Exercise task 1: Based on the jersey article, why did the club first plan a single jersey in a deep red tone? Answer in one to three sentences.

── Text

However, one of the recent high-profile collaborations to generate considerable hype involved the Andalusia based 2A RFEF side Xerez Deportivo FC, who play in the fourth tier of the Spanish football pyramid, as they paid homage to both iconic Flamenco singer Lola Flores and to Spain’s Romani Community.

The fan-run football club was eager to commemorate the city’s most famous daughter who would have celebrated her 100th birthday in 2023 with Flores passing away in 1995. ‘La Faraona’ as she was affectionally known, was born in Jerez de la Frontera and became an iconic figure in Spanish culture famous for her creative talent as an actress and singer. Flores married into a ‘Gitano’ (Spanish Roma) family and always identified strongly with the Romani community and culture with her own grandfather also being Romani. 

Xerez Deportivo produced, not one but three, special edition Lola Flores commemorative jerseys with the club’s creative force Juan Pedro Vázquez explaining the process: “We were keen to pay tribute to Lola, as she is such an iconic figure and undeniably linked with the city of Jerez so we approached her family with the proposal and the initial idea was to just release one jersey in a deep red tone with that colour always associated with Lola and flamenco”.

The club’s head of communication Álvaro Richarte adds that the family were delighted with the proposal and as the creative process evolved, the idea came about to release two additional jerseys: a blue shirt featuring the Rainbow Flag representing the LGBTQ+ community, with Flores always a passionate defender of gay rights, and a green and blue jersey using the colours of the Romani flag accompanied by the 16-spoked chakra as an homage to Lola’s ancestry.

The jersey made its one-off debut on April 9th (2023), the day after International Romani Day, and brought good luck for the Andalusian side as part of a 2-1 home win over Mar Menor FC at the Estadio Municipal de Chapín.

Apart from the extensive national media generated by the shirts, the jerseys proved a massive hit commercially, and not just among the Xerez Deportivo faithful. The initiative was also picked up by the international shirt collector community, along with Lola Flores’ fans across the world with the project also receiving the backing of Spain’s largest Romani organisation, the Fundación Secretariado Gitano.

Richarte was delighted with the reaction to the jerseys, stating: “Even though this was not the first time the club has paid tribute to the Romani Community with our club captain previously wearing an armband featuring the ‘chakra’, the success of the shirts exceeded our expectations and I’m not sure that any future venture of this kind will generate so much media impact, and the jerseys are easily the biggest sellers in the short history of Xerez Deportivo”.

────

Exercise task 2: Copy the entries from their start through the line containing "M227 747L212 711L232", with "tall grass" replaced by "reeds" and nothing else altered, and omit the pictures.

── Records supplied

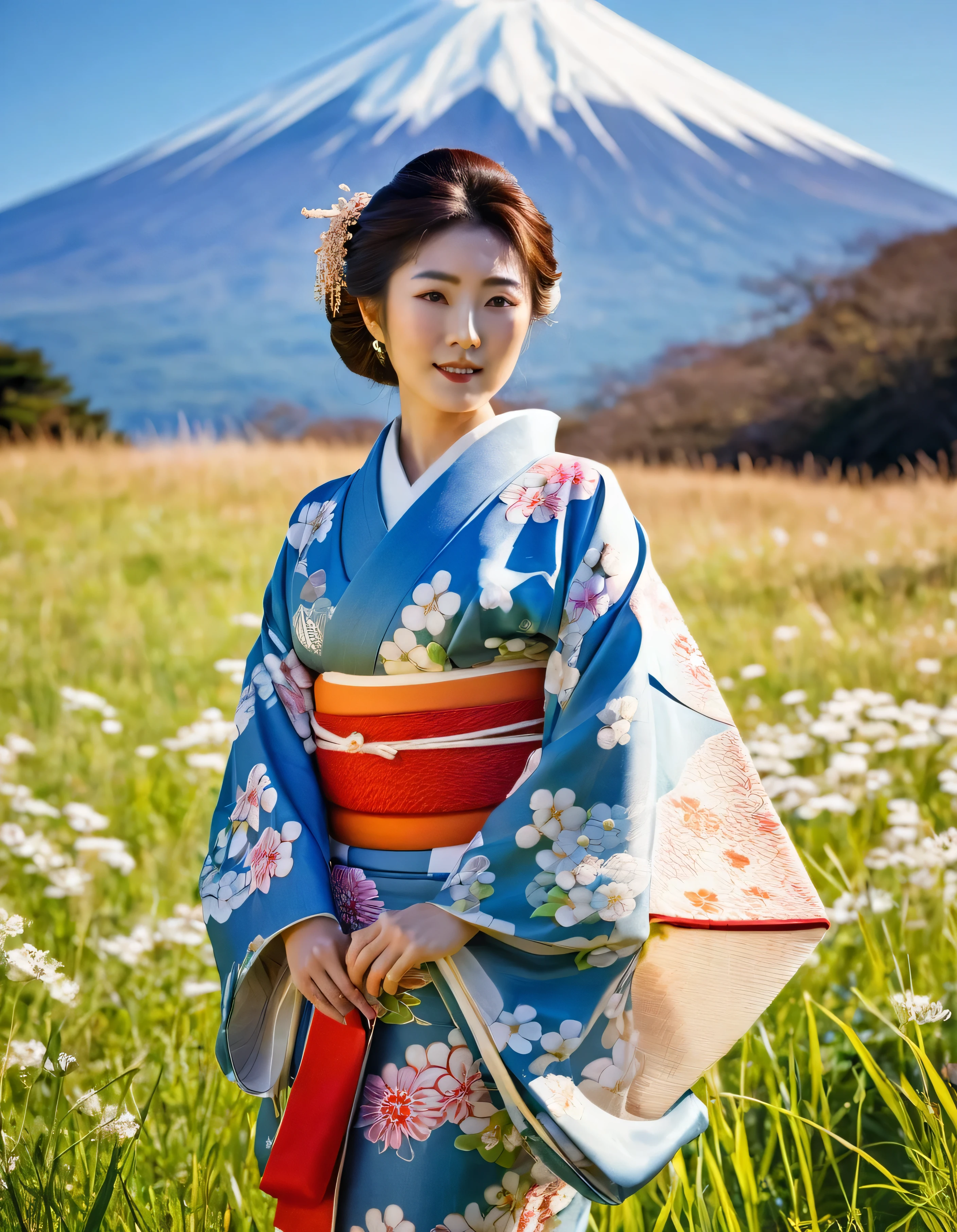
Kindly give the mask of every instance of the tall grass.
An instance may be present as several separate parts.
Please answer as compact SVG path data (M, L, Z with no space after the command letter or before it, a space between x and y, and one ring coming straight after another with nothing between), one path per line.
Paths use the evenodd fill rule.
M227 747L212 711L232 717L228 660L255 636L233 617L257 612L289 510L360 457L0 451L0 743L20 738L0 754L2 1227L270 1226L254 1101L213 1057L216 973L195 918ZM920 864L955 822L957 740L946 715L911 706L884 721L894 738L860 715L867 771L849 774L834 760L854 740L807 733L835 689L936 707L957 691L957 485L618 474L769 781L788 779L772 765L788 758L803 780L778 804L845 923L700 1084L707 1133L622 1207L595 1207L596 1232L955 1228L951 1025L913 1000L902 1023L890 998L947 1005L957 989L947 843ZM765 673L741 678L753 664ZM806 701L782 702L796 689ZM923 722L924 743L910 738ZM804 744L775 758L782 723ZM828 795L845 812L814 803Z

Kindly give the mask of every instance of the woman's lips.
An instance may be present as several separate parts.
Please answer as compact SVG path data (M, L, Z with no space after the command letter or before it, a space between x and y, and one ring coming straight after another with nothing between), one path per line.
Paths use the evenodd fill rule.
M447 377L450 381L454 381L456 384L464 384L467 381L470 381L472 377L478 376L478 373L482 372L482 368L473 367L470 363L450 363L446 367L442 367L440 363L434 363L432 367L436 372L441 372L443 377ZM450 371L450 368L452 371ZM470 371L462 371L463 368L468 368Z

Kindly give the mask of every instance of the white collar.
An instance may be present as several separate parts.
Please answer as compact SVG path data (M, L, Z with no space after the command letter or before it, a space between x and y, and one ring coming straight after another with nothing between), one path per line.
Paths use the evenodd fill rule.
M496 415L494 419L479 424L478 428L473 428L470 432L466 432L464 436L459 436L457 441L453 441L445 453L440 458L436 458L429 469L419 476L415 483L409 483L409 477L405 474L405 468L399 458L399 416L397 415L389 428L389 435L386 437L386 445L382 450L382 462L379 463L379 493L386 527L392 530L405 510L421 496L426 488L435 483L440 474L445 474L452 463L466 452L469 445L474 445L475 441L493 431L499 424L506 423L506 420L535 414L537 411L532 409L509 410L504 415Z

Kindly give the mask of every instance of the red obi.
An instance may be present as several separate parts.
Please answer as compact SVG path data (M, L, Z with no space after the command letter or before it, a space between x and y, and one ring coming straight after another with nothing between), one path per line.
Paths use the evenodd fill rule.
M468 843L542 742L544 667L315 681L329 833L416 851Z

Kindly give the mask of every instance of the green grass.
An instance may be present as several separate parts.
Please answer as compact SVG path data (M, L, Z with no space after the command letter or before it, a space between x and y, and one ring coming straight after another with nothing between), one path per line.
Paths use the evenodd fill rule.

────

Final result 1: The club chose deep red because that color has always been associated with Lola Flores and with flamenco.

Final result 2:
Kindly give the mask of every instance of the reeds.
An instance may be present as several separate parts.
Please answer as compact SVG path data (M, L, Z with no space after the command letter or before it, a space between x and y, and one ring coming straight after another with nothing between), one path per line.
Paths use the evenodd fill rule.
M227 747L212 711L232 717L228 660L255 636L233 617L257 612L289 510L360 457L0 451L0 743L20 738L0 754L2 1227L270 1226L254 1101L213 1057L216 973L195 918ZM920 864L955 822L957 740L946 715L911 706L884 721L894 738L860 715L867 771L849 774L834 760L854 740L807 733L835 689L936 707L957 691L957 485L618 474L769 781L788 779L772 765L788 758L803 780L778 804L845 923L700 1084L707 1133L622 1207L595 1207L596 1232L955 1228L951 1025L913 1000L902 1023L890 998L947 1005L957 989L947 843ZM765 673L741 678L753 664ZM806 701L782 702L796 689ZM923 722L924 743L910 738ZM804 744L775 758L782 723ZM828 795L845 812L814 803Z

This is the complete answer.